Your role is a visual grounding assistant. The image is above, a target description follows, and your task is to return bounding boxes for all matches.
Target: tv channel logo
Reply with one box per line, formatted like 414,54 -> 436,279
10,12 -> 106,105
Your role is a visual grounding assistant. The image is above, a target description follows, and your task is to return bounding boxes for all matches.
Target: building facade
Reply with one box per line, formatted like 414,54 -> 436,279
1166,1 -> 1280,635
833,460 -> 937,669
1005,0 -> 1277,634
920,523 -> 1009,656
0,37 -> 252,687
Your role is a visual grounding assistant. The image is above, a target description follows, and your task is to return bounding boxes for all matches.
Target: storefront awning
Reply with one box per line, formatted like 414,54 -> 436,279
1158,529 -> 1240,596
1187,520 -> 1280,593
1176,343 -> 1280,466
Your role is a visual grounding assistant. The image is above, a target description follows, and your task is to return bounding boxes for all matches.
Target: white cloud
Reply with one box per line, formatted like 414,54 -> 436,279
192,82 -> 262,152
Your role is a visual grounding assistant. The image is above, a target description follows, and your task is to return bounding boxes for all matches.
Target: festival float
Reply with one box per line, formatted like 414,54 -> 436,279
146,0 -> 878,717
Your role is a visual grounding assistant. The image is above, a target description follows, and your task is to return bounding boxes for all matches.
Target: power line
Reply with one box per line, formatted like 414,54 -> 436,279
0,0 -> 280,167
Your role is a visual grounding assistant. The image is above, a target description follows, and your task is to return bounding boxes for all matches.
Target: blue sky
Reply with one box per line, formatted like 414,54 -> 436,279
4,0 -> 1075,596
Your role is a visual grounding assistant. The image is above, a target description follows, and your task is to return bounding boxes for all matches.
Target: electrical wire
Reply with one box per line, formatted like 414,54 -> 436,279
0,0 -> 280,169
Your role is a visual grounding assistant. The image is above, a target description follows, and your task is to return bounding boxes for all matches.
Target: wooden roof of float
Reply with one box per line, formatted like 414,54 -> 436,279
┄┄┄┄┄┄
PROBLEM DESCRIPTION: Copy the items exactly, from their first line up to and including the line that contains "10,12 -> 106,105".

TASK OUTPUT:
Your role is a visual grounding assistant. The image is above, a target description follows, and your task is to return bounding boxes for all matches.
Target: tv channel logo
Reply with one box per line, formatted like 414,54 -> 436,279
10,12 -> 106,105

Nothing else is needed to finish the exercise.